Below is a block of entries; repeat exactly the lines starting at the line that contains "Query: man's ear" and ending at the line that contains "If you would be willing to mark the mask", both included.

§ SUPPLIED INFORMATION

:::

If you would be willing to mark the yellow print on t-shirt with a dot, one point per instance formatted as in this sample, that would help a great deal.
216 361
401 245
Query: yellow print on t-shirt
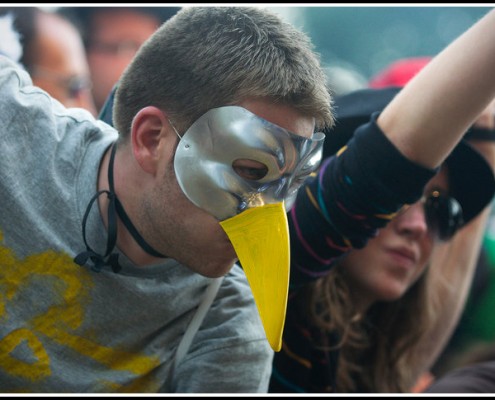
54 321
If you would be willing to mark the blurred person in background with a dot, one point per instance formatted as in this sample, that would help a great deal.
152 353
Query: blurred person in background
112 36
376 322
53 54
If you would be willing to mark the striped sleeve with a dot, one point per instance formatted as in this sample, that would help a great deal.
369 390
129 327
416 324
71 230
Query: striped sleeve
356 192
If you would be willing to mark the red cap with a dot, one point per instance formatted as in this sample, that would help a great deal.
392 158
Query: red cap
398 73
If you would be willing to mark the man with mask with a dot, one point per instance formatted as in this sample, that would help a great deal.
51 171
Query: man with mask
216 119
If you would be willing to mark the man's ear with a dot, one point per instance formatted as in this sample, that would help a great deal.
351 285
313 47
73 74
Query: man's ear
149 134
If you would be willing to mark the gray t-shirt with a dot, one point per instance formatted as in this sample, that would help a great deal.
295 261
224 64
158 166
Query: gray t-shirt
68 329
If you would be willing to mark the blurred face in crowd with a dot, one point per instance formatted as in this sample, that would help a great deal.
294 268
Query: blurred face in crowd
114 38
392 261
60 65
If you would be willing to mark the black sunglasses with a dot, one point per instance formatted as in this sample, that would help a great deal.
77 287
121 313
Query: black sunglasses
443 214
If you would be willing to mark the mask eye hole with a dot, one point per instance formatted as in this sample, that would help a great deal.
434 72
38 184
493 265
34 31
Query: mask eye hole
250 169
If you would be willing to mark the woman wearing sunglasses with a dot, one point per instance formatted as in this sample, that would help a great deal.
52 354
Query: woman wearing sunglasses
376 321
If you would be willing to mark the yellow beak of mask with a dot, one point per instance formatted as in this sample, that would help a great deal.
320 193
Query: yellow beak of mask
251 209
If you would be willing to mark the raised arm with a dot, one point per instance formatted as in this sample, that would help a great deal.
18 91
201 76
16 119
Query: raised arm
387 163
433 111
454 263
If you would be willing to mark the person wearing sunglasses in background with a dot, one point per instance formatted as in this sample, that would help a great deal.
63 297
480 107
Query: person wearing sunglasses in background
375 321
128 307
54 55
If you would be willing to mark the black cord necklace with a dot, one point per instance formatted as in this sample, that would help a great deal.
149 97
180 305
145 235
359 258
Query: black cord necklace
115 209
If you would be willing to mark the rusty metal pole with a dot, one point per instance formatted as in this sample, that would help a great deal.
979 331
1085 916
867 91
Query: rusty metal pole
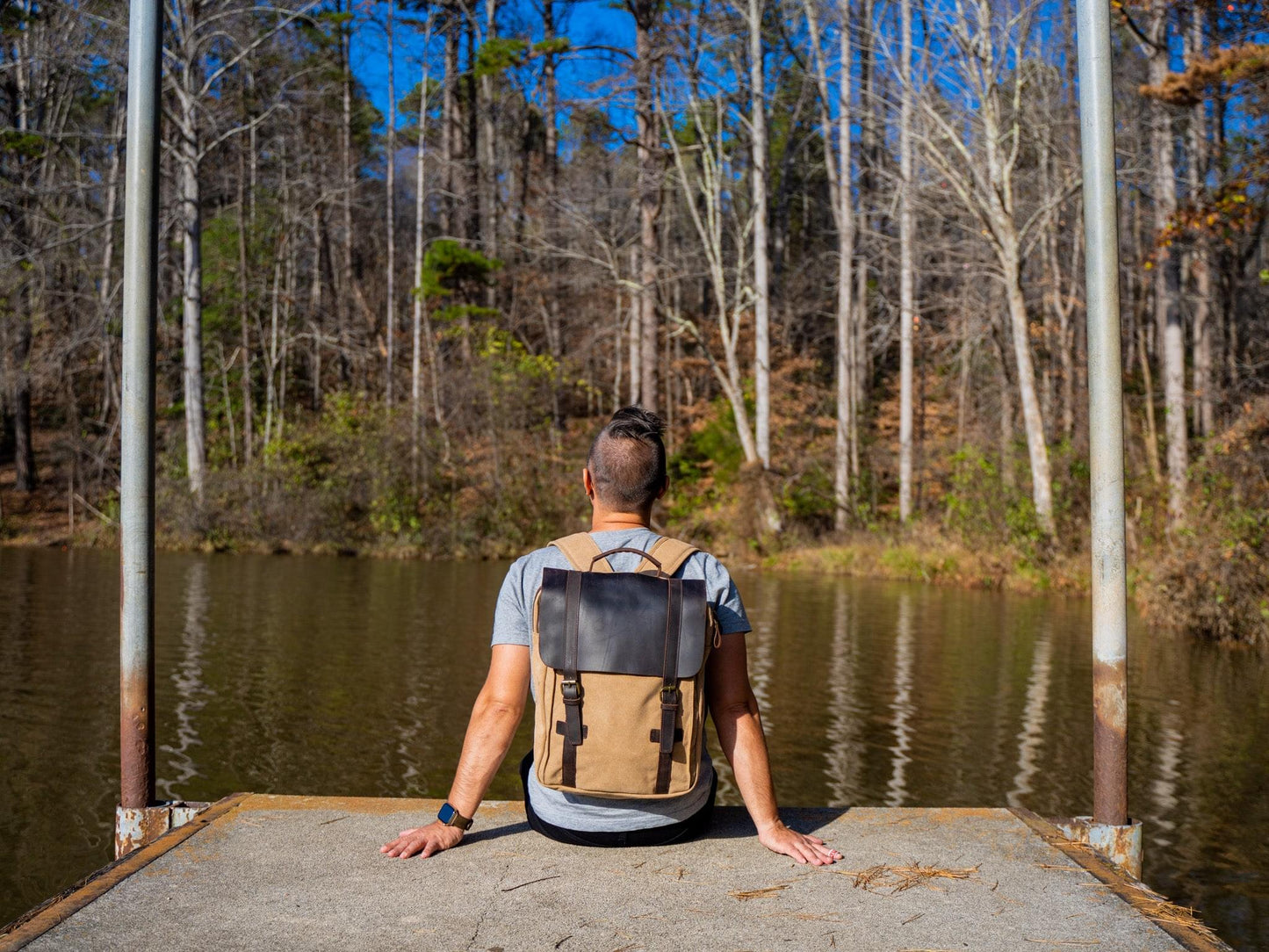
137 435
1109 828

:::

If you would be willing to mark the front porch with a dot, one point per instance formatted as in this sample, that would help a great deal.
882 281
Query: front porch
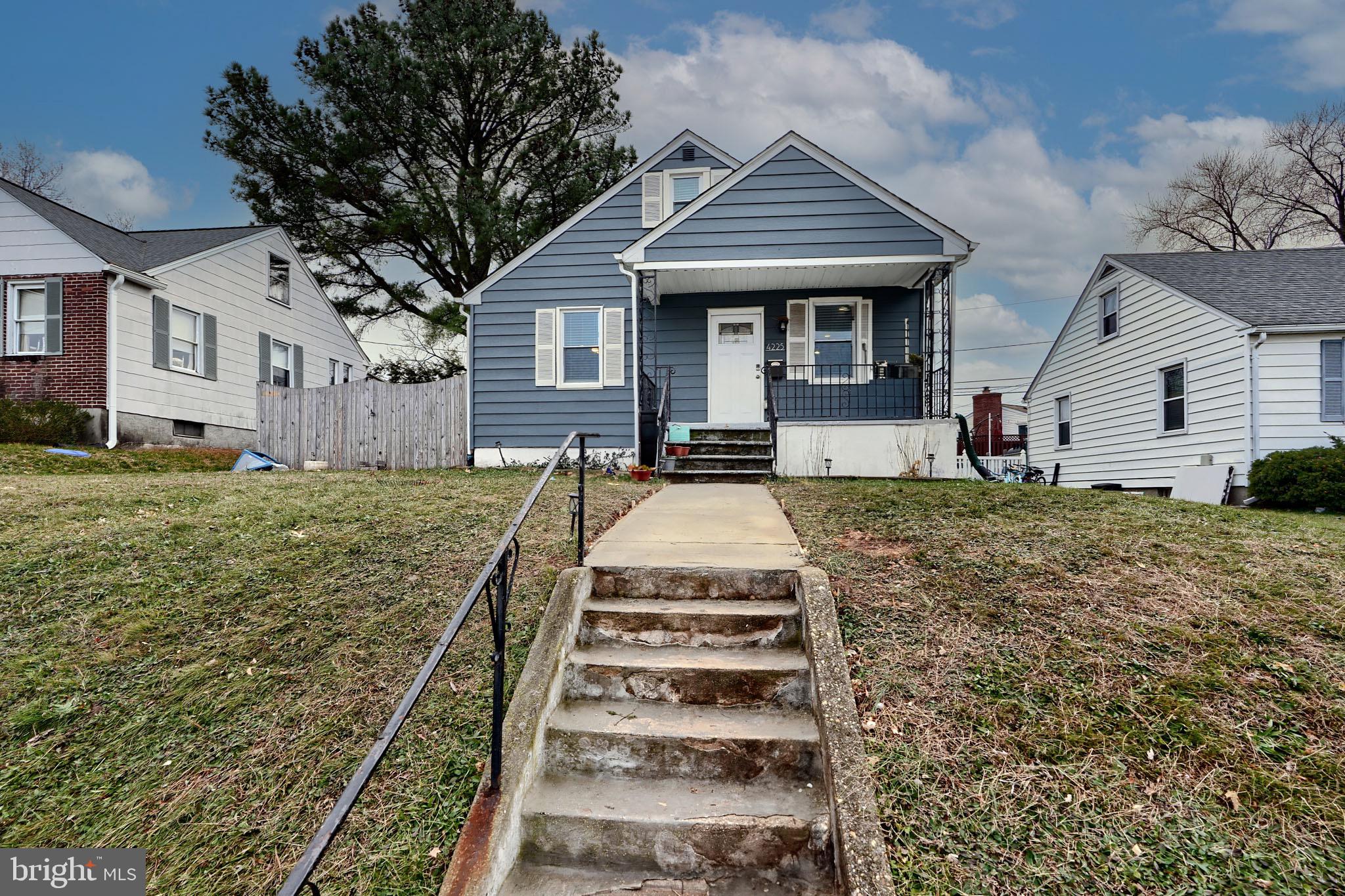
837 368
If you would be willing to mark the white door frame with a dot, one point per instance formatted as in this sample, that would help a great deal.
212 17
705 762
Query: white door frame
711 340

:::

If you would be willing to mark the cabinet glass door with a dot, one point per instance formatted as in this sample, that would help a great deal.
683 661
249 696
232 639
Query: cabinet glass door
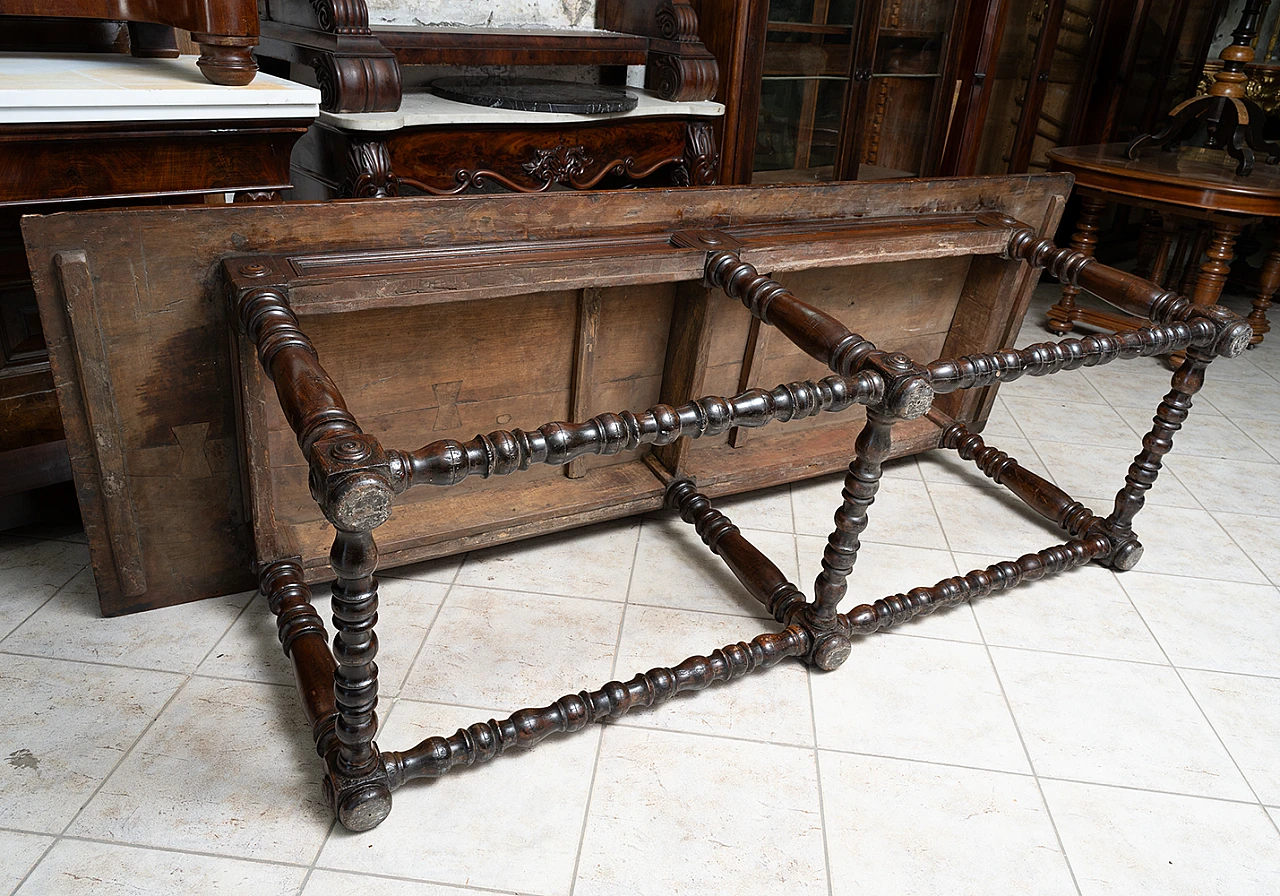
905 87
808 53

:::

§ ANSWER TO THE PROBLEM
Query: man's ear
149 134
If you would be willing to mark the gray t-shirt with a dot, one point per instance formatted as in this sample, that would help a great deal.
295 261
224 64
158 166
Query: gray t-shirt
68 329
If you would be willing to mark the blurred face in crowd with a dot, one point per instance formatted as in this sample, that would help a great deal.
294 268
Query: blurred face in crowd
114 38
392 261
60 65
If you would be willing to mark the black sunglasses with a dot, one point per instance formatted as in this sample, that would help a great deal.
77 287
121 313
Query: black sunglasses
443 214
If you would be willing to mark the mask eye hole with a dot, one point per instance formatted as in this sample, that would help a great deal.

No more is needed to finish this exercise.